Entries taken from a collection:
-- Opening Marker --
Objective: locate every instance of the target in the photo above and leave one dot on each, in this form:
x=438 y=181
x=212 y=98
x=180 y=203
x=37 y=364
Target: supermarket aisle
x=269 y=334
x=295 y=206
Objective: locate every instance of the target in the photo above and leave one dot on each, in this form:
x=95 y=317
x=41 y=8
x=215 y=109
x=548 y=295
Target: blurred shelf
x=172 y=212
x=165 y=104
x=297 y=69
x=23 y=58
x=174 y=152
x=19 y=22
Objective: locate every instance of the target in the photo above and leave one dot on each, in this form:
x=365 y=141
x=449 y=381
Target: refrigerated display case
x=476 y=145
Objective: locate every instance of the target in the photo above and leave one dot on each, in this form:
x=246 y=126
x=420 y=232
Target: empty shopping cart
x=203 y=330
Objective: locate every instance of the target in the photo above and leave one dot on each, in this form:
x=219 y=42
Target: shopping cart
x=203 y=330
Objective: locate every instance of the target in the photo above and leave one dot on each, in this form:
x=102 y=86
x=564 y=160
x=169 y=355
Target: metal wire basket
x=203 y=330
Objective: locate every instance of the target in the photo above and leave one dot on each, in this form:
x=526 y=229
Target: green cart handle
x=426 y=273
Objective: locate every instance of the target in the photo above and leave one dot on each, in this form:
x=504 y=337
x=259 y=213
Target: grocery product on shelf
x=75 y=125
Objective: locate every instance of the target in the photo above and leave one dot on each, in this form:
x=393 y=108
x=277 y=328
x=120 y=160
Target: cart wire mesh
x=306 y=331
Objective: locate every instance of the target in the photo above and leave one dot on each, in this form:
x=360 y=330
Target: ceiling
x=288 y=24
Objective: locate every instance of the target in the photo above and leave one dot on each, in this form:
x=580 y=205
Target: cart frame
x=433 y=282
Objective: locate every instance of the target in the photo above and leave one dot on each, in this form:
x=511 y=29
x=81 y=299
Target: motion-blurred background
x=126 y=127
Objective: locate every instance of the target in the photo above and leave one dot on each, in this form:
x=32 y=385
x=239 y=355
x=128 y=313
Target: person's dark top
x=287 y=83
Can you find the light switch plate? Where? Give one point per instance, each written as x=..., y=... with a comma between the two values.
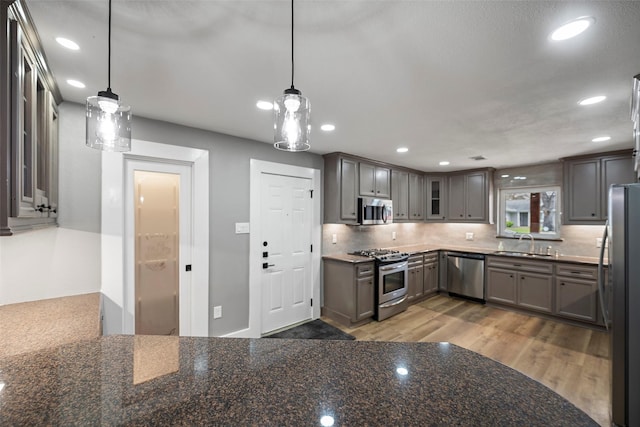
x=242, y=227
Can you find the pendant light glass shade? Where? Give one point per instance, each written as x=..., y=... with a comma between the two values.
x=292, y=112
x=108, y=123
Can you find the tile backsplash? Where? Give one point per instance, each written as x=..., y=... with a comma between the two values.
x=578, y=240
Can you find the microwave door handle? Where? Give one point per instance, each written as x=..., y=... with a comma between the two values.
x=601, y=287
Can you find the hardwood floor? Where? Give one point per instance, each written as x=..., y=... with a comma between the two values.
x=572, y=361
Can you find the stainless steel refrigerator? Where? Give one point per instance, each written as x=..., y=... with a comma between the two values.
x=620, y=298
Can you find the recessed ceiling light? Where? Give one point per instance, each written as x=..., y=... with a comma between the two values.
x=75, y=83
x=69, y=44
x=572, y=28
x=592, y=100
x=264, y=105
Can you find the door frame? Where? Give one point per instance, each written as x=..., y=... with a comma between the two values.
x=257, y=168
x=113, y=236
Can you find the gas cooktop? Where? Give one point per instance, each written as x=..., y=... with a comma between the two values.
x=382, y=254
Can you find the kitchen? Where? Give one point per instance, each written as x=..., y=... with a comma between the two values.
x=78, y=235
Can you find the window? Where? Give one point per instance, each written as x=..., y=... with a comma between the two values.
x=530, y=210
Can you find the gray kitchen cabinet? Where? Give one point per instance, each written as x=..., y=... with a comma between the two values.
x=375, y=181
x=349, y=291
x=469, y=195
x=416, y=278
x=526, y=284
x=416, y=197
x=431, y=273
x=586, y=184
x=576, y=292
x=400, y=194
x=340, y=189
x=436, y=198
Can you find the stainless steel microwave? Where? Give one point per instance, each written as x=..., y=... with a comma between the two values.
x=374, y=211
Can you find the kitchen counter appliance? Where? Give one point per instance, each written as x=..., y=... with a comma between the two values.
x=465, y=275
x=391, y=278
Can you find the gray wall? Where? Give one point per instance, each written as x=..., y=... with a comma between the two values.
x=229, y=158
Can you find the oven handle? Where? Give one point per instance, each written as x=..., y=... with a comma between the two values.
x=394, y=266
x=391, y=304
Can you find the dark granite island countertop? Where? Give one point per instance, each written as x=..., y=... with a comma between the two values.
x=127, y=380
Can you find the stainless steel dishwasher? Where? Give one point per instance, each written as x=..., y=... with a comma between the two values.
x=465, y=275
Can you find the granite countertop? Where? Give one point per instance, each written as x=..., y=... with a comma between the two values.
x=134, y=380
x=419, y=248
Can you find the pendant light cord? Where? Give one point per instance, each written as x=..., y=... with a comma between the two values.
x=109, y=49
x=291, y=44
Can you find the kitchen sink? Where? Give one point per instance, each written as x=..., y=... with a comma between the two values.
x=522, y=254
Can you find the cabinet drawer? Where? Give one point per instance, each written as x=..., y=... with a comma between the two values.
x=577, y=271
x=363, y=270
x=415, y=260
x=520, y=265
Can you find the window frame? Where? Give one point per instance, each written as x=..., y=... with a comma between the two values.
x=502, y=217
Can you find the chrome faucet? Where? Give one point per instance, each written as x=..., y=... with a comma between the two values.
x=532, y=246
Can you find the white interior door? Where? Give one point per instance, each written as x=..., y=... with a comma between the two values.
x=286, y=233
x=158, y=247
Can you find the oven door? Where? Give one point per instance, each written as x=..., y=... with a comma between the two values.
x=392, y=281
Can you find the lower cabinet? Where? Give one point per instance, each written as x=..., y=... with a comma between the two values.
x=527, y=284
x=349, y=291
x=431, y=273
x=416, y=278
x=577, y=292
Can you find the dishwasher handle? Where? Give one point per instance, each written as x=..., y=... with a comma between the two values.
x=465, y=255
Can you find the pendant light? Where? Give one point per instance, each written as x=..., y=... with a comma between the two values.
x=292, y=114
x=108, y=122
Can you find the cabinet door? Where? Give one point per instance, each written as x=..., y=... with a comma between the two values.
x=583, y=185
x=364, y=297
x=615, y=170
x=456, y=197
x=576, y=299
x=416, y=196
x=348, y=194
x=383, y=182
x=501, y=286
x=431, y=275
x=367, y=180
x=400, y=194
x=476, y=196
x=436, y=198
x=535, y=291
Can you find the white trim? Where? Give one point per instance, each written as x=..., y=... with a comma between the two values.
x=112, y=237
x=258, y=167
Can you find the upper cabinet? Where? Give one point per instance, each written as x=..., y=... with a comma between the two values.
x=375, y=181
x=586, y=184
x=469, y=196
x=436, y=198
x=31, y=146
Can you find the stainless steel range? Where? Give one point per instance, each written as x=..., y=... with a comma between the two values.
x=391, y=280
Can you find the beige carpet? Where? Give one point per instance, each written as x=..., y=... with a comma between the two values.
x=32, y=326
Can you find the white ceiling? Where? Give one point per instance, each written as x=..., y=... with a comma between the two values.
x=447, y=79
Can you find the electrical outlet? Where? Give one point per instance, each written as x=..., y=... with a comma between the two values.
x=217, y=312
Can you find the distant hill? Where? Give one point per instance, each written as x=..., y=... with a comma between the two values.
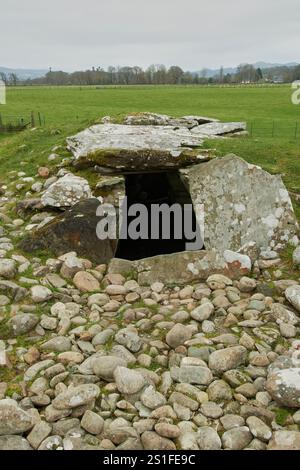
x=24, y=74
x=232, y=70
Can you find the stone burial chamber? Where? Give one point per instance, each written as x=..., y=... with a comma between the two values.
x=157, y=159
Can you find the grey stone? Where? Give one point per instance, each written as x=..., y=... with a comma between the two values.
x=296, y=257
x=39, y=432
x=259, y=429
x=130, y=339
x=152, y=441
x=178, y=335
x=236, y=438
x=40, y=294
x=192, y=374
x=284, y=387
x=66, y=191
x=293, y=296
x=105, y=366
x=14, y=443
x=22, y=323
x=57, y=344
x=13, y=420
x=92, y=422
x=128, y=381
x=152, y=399
x=52, y=443
x=76, y=396
x=7, y=268
x=135, y=148
x=208, y=439
x=228, y=358
x=235, y=220
x=285, y=440
x=203, y=312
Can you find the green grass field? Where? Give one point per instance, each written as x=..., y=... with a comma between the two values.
x=267, y=110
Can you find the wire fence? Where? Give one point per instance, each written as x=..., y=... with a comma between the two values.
x=274, y=129
x=14, y=123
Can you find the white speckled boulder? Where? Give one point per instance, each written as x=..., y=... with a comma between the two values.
x=246, y=208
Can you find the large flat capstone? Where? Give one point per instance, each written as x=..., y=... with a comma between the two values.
x=147, y=141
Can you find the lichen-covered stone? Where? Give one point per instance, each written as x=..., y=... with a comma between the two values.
x=66, y=191
x=244, y=206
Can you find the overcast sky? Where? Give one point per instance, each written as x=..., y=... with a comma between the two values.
x=73, y=35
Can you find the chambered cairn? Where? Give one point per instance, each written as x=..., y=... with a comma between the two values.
x=149, y=343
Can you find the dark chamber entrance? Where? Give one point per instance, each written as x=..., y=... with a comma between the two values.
x=149, y=189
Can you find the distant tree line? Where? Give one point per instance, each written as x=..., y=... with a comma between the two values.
x=159, y=75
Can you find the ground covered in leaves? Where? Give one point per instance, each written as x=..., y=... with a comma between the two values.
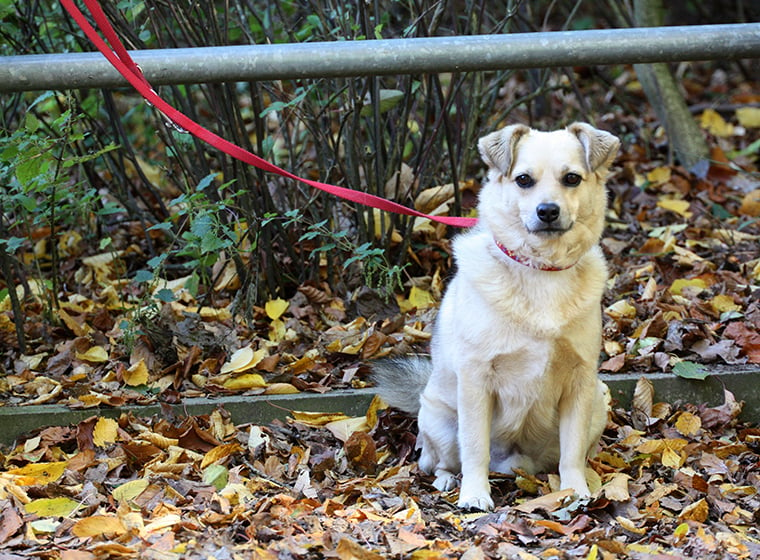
x=669, y=484
x=684, y=269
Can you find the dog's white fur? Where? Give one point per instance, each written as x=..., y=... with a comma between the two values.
x=515, y=348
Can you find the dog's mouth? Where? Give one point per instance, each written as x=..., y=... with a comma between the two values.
x=549, y=230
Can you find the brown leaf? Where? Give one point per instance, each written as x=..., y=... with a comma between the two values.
x=698, y=511
x=361, y=451
x=10, y=522
x=348, y=549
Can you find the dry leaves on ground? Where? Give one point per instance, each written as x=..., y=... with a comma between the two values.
x=669, y=483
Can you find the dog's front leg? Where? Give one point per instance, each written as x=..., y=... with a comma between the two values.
x=475, y=410
x=574, y=417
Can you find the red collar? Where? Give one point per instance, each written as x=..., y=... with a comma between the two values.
x=527, y=262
-- Closing Marker --
» **ASSIGNMENT**: Your answer must be the lines from the first line of the entries above through the line that contains "x=548 y=295", written out exactly.

» **RESPONSE BELOW**:
Objective: locate every instance of the target in the photo above and leave one dot on each, in this form:
x=438 y=181
x=212 y=98
x=180 y=203
x=37 y=364
Target: supermarket aisle
x=269 y=334
x=295 y=206
Objective: locate every instance of the target in the photo above and leave one dot on each, in this form:
x=95 y=317
x=41 y=8
x=215 y=109
x=548 y=295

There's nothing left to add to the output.